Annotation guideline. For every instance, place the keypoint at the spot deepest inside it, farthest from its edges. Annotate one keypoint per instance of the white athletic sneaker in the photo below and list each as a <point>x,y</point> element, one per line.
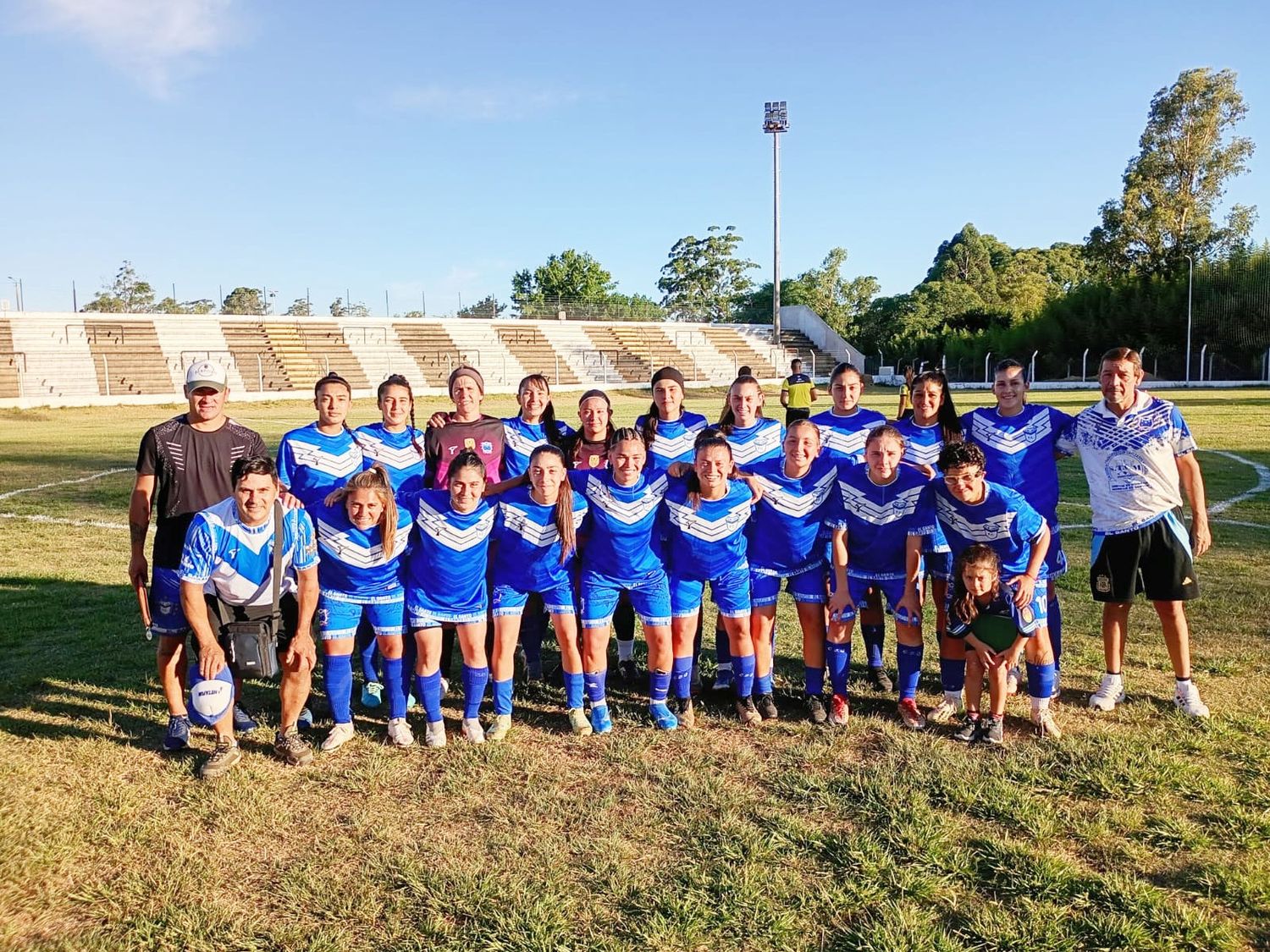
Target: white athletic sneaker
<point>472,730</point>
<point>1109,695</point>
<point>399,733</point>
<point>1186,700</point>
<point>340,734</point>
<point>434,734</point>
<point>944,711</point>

--

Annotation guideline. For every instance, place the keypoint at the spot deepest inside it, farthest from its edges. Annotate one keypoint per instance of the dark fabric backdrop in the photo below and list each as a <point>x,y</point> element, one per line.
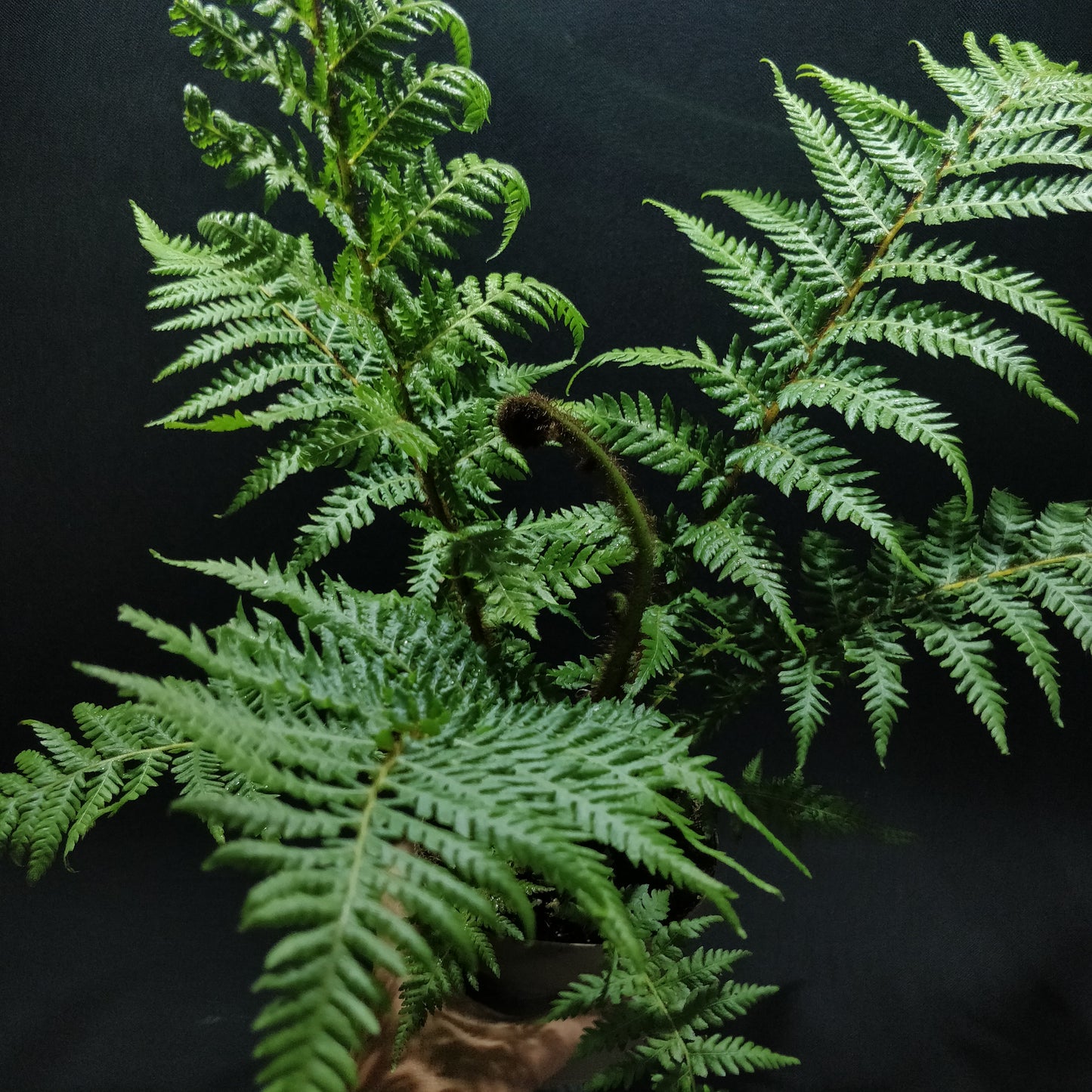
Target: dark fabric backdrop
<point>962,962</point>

...

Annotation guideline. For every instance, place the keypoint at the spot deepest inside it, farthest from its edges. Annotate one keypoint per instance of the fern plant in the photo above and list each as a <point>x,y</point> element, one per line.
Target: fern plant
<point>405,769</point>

■ Your instructions ■
A bare number is expected: how many lines above contain the word "from"?

■ Result for this exercise ■
3